··· SOURCE DOCUMENT ···

HomeThe Budget Question That Doesn’t Get Asked

The Budget Question That Doesn’t Get Asked

AUTHOR: Scott Bittle, Senior Fellow, Public Agenda
Aug 29, 2011

Some members of the budget “supercommittee” are apologizing in advance. That’s probably a prudent strategy, because it’s highly likely nobody will like the spending cuts or tax increases that will be needed to produce $1.2 trillion in deficit reduction. And the committee’s other option, of failing to produce anything at all, will set off the “trigger” for automatic cuts — combining the pain of budget cuts with the humiliation of failure.

But the biggest problem may prove to be that there’s a question about our fiscal future that needs to be asked, and nobody on the committee is likely to ask it. Namely:

Are the priorities we have the priorities we really want?

This is completely different from the debate that gets most of the attention lately, over small government versus big government. Whether you want the government to do a lot or a little, the question still remains: what, specifically, do you actually want the government to do?

··· DATASET EXTRACT ···

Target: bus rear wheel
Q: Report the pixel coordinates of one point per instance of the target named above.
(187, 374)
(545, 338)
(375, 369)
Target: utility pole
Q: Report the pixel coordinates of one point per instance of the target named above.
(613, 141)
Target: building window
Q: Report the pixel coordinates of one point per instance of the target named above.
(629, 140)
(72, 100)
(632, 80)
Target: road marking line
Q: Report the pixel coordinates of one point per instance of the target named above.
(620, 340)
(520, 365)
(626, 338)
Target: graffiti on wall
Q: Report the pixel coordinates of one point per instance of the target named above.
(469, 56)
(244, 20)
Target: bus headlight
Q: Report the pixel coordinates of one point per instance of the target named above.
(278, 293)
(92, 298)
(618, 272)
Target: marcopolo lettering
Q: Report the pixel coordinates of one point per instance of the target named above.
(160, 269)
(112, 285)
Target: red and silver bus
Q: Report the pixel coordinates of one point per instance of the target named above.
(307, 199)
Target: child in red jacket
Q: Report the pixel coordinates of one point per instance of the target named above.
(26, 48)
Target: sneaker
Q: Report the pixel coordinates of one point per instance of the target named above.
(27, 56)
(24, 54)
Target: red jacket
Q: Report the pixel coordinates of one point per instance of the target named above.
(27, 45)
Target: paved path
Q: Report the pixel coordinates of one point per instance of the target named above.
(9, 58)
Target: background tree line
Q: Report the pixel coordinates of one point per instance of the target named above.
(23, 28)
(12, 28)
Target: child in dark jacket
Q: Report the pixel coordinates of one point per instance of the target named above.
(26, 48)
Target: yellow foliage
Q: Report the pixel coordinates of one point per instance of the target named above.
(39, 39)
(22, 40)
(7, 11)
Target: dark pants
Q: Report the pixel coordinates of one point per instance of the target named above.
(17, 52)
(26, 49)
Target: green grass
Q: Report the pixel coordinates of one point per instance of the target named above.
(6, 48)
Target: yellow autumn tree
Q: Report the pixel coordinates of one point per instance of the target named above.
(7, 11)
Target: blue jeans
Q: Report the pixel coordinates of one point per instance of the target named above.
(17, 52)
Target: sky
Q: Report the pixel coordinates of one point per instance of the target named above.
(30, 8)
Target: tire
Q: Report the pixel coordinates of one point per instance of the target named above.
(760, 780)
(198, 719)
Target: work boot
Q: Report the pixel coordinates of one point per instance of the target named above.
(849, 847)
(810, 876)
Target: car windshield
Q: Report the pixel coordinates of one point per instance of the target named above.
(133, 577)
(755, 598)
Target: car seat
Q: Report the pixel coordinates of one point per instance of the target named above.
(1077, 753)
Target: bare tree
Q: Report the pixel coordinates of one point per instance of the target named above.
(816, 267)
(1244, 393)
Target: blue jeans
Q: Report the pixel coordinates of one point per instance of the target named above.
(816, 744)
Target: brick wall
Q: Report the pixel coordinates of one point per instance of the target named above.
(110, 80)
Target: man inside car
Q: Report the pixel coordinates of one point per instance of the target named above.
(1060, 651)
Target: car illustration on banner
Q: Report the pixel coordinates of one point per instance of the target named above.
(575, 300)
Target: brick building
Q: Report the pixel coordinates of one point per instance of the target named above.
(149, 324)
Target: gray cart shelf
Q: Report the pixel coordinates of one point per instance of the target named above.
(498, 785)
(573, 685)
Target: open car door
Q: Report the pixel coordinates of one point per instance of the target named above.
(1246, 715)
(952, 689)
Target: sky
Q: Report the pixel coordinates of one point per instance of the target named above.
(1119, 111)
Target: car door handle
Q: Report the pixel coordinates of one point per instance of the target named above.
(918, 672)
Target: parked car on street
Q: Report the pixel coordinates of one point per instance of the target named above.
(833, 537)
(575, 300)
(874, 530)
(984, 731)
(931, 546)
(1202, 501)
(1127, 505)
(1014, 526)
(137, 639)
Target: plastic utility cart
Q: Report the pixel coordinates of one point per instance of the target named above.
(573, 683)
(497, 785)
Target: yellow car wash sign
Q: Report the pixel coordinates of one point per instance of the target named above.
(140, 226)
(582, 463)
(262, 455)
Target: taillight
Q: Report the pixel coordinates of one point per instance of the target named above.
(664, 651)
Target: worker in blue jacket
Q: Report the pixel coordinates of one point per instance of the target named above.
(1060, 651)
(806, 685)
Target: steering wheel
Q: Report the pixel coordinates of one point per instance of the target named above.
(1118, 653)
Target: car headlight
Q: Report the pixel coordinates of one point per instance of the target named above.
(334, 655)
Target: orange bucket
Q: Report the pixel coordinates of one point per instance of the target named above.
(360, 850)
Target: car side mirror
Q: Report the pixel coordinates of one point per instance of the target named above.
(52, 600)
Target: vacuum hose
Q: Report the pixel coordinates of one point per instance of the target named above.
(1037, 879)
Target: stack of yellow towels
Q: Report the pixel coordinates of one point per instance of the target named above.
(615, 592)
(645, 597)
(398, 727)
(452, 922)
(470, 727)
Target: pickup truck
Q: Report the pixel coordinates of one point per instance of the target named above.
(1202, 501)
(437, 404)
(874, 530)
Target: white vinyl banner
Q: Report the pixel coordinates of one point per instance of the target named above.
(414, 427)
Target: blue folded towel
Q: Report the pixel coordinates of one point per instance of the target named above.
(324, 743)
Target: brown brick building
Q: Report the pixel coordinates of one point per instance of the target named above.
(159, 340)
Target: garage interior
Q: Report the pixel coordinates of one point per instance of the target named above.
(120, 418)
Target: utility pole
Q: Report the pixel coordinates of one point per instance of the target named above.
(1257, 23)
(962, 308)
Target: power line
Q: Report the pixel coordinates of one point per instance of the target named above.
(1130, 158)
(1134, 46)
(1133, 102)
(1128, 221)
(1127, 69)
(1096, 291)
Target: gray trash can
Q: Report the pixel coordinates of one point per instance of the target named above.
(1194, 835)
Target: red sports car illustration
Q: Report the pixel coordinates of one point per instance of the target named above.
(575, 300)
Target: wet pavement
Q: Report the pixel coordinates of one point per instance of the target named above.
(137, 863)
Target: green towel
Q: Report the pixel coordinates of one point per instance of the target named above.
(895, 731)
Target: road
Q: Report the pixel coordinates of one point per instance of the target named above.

···

Reproduce verbatim the passage of the budget commentary between "AUTHOR: Scott Bittle, Senior" and "we really want?", inclusive.

> [RESPONSE]:
AUTHOR: Scott Bittle, Senior Fellow, Public Agenda
Aug 29, 2011

Some members of the budget “supercommittee” are apologizing in advance. That’s probably a prudent strategy, because it’s highly likely nobody will like the spending cuts or tax increases that will be needed to produce $1.2 trillion in deficit reduction. And the committee’s other option, of failing to produce anything at all, will set off the “trigger” for automatic cuts — combining the pain of budget cuts with the humiliation of failure.

But the biggest problem may prove to be that there’s a question about our fiscal future that needs to be asked, and nobody on the committee is likely to ask it. Namely:

Are the priorities we have the priorities we really want?